DATA TO PROCESS below:
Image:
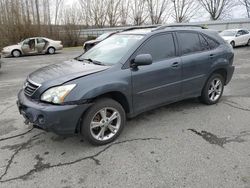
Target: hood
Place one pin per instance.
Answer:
(15, 46)
(64, 72)
(227, 38)
(92, 41)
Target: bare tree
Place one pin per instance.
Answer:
(184, 10)
(37, 13)
(217, 8)
(124, 12)
(113, 12)
(138, 13)
(57, 9)
(246, 3)
(158, 10)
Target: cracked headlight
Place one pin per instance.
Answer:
(57, 94)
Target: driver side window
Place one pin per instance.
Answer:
(26, 42)
(160, 47)
(240, 33)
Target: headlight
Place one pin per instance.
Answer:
(57, 94)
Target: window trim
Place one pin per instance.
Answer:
(198, 33)
(178, 38)
(158, 34)
(218, 44)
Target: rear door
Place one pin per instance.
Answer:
(159, 82)
(197, 58)
(40, 44)
(242, 37)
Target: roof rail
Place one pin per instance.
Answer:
(181, 25)
(141, 27)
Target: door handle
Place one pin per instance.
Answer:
(175, 65)
(211, 55)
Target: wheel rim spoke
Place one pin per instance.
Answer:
(105, 124)
(103, 113)
(95, 124)
(113, 117)
(112, 128)
(215, 89)
(101, 133)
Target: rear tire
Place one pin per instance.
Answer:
(51, 50)
(16, 53)
(213, 89)
(232, 44)
(248, 43)
(103, 122)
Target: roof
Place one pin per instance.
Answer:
(145, 31)
(138, 31)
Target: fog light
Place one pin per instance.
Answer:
(41, 119)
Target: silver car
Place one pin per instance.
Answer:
(31, 46)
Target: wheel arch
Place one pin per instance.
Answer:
(21, 53)
(221, 71)
(117, 96)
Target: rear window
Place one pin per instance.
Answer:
(190, 42)
(212, 43)
(204, 44)
(160, 47)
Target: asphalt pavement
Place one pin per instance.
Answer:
(186, 144)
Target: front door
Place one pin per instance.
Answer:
(159, 82)
(40, 45)
(197, 57)
(28, 46)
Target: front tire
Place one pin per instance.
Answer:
(51, 50)
(103, 122)
(16, 53)
(232, 44)
(248, 43)
(213, 89)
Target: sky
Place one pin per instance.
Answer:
(237, 12)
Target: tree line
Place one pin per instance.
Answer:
(59, 19)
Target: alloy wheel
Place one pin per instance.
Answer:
(105, 124)
(215, 89)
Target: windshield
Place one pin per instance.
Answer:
(103, 36)
(228, 33)
(111, 50)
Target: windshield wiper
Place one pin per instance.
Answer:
(91, 60)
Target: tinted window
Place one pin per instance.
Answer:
(245, 32)
(240, 32)
(190, 42)
(204, 44)
(212, 43)
(40, 40)
(160, 47)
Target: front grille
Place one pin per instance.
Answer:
(30, 88)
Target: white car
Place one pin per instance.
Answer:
(35, 45)
(236, 37)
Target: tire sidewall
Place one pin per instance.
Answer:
(88, 116)
(205, 96)
(232, 44)
(13, 52)
(50, 49)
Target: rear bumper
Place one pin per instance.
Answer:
(60, 119)
(6, 53)
(230, 71)
(60, 47)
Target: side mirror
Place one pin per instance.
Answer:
(141, 60)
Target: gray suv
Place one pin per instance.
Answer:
(129, 73)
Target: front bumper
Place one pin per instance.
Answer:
(60, 119)
(230, 71)
(6, 53)
(60, 47)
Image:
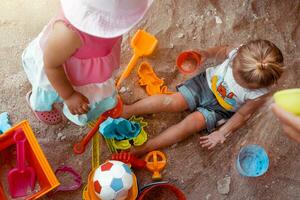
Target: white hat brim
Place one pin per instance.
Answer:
(100, 23)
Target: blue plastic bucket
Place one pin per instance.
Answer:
(252, 161)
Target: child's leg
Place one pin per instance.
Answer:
(156, 104)
(191, 124)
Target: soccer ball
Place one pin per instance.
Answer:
(112, 180)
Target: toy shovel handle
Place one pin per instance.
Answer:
(79, 148)
(128, 69)
(20, 140)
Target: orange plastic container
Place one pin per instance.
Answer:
(35, 157)
(185, 56)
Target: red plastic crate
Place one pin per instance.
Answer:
(35, 157)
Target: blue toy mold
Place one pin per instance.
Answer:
(252, 161)
(4, 122)
(119, 129)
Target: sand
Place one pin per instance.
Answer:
(179, 25)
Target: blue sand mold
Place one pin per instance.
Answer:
(252, 161)
(4, 122)
(119, 129)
End of DATA TO PROCESS.
Make a copy of each line in the records above that has the word "tire".

» **ANSWER TO THIS TASK**
Target: rear tire
Target: front tire
Target: tire sidewall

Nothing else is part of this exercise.